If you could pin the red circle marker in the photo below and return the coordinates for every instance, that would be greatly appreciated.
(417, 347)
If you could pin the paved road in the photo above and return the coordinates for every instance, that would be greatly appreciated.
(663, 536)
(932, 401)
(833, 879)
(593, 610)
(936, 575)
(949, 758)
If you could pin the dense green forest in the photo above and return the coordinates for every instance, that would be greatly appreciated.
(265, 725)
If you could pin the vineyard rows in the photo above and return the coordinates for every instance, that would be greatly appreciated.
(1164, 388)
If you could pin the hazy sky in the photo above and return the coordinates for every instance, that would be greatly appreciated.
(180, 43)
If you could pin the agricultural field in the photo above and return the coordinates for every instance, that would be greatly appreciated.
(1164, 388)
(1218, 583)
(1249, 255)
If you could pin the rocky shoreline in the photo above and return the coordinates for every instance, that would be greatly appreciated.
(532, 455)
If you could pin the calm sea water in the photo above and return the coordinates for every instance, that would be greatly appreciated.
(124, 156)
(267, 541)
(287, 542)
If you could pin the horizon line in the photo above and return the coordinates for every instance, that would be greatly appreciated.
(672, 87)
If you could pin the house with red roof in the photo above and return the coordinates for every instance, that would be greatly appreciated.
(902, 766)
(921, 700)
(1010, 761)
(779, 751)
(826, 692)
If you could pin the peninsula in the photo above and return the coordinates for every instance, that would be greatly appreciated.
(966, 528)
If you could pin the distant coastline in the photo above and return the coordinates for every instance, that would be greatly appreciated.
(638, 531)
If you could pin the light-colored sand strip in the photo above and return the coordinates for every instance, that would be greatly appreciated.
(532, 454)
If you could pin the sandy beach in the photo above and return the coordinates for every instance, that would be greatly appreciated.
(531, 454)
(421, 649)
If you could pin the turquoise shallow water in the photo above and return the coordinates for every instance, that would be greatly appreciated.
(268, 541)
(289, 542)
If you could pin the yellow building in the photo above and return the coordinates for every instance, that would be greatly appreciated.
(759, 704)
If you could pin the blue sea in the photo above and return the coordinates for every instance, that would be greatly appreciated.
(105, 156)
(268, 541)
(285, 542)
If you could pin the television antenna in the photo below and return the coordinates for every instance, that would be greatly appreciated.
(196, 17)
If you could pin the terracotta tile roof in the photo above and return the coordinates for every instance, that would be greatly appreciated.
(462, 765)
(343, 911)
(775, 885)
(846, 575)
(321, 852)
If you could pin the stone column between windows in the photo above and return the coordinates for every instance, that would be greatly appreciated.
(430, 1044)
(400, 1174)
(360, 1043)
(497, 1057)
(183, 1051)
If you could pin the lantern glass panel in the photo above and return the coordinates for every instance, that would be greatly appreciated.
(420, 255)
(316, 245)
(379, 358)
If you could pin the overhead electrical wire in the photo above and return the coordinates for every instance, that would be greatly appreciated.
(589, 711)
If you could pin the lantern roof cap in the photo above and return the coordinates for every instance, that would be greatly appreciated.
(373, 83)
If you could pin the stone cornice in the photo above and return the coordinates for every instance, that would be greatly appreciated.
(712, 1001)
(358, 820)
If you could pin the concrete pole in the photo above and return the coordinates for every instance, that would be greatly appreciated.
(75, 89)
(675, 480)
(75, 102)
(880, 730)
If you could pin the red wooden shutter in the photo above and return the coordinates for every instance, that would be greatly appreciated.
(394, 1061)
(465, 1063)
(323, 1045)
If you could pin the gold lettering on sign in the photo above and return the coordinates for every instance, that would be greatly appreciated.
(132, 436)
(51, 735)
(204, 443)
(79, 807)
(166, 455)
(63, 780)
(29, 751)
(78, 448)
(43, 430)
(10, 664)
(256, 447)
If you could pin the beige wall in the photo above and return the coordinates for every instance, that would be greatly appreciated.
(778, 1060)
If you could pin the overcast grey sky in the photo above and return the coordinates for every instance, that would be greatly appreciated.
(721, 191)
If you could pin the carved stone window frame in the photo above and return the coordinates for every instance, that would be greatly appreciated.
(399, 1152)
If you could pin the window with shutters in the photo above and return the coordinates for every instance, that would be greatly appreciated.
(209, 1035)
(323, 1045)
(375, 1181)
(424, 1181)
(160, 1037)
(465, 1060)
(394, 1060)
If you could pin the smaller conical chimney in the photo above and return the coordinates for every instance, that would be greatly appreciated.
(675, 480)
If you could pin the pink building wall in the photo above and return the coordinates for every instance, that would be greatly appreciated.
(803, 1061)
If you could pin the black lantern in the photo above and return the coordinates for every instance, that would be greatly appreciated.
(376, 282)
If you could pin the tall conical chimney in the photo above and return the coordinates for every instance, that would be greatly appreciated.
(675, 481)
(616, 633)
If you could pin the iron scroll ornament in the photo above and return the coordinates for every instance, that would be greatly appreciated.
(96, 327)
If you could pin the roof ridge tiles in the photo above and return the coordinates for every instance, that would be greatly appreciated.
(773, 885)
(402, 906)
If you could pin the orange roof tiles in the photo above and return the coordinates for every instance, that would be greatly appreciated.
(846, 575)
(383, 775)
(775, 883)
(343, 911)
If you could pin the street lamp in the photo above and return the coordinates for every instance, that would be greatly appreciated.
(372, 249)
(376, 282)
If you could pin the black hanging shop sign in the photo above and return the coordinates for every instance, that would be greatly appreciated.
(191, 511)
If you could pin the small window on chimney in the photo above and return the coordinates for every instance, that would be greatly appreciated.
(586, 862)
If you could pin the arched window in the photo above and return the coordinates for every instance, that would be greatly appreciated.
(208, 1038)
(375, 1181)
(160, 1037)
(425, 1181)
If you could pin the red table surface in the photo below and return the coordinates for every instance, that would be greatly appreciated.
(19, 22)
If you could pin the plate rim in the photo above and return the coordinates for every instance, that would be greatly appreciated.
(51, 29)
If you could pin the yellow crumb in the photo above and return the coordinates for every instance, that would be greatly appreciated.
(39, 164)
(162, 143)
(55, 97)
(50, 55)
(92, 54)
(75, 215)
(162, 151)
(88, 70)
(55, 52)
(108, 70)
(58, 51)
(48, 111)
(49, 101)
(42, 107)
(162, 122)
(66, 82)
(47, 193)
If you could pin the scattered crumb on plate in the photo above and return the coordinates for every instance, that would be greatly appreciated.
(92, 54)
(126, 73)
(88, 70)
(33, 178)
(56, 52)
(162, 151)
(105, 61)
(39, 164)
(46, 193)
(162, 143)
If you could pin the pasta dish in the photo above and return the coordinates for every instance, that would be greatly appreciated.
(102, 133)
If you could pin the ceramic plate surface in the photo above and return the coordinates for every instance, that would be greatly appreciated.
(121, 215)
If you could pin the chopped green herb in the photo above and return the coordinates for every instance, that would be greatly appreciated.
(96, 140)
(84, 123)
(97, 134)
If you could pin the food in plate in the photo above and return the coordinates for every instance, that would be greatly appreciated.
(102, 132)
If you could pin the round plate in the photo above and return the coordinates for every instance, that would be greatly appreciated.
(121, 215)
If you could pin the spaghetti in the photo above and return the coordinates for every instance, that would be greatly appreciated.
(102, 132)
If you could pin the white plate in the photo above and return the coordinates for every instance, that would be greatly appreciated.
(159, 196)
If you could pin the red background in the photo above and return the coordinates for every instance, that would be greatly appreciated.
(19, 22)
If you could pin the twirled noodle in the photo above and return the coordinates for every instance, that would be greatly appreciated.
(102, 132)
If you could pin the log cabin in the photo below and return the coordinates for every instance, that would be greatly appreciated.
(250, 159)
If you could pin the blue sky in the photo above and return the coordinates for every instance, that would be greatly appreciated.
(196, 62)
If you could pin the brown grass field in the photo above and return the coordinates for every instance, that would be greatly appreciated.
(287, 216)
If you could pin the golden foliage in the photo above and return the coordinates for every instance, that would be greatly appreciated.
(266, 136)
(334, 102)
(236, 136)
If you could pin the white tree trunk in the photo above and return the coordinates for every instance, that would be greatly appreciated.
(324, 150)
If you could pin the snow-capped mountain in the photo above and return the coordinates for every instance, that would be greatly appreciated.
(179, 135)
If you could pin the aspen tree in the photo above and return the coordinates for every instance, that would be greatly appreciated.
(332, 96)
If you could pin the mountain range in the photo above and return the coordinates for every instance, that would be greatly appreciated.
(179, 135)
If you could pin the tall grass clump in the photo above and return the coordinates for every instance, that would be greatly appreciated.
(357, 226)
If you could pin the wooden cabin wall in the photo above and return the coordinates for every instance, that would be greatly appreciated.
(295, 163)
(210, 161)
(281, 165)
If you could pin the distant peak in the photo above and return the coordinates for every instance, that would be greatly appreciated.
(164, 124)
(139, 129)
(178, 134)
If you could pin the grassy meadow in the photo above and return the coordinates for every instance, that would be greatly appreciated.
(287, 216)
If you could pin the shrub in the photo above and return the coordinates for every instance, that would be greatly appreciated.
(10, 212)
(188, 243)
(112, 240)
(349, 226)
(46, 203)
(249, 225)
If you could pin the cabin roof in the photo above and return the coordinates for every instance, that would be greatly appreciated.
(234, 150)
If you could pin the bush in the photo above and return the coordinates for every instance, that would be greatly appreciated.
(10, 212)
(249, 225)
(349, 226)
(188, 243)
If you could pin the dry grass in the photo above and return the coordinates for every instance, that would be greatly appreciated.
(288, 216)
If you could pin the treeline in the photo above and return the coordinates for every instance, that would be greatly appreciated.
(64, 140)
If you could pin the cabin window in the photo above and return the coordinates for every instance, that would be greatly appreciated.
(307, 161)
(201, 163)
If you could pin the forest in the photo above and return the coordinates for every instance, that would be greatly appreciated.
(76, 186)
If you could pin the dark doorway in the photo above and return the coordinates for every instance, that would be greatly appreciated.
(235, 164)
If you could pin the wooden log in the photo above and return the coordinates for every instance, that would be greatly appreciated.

|---|

**Written problem**
Return every line of the entries from the very start through the line that holds "(1249, 255)", including that line, copied without any change.

**Output for this task**
If you could pin the red circle marker in the photo below and return the coordinates for every instance, that would be greatly appreciated.
(417, 347)
If you could pin the paved road in the photo above and return the coordinates for every instance, that would be greatly appreciated.
(663, 536)
(932, 401)
(833, 879)
(593, 610)
(936, 575)
(949, 758)
If you could pin the dense green forest in the photo above and return the coordinates for every instance, that would be greatly appreciated.
(265, 725)
If you could pin the vineyard rows in the photo above and return the coordinates for every instance, that would be greatly appreciated.
(1164, 388)
If you could pin the hazy sky in the photo above and return the coordinates for every instance, that would be greatly appreciated.
(180, 43)
If you could pin the agricultural field in the photo above and return the coordinates for every instance, that would be greatly appreciated.
(1164, 388)
(1218, 583)
(1249, 255)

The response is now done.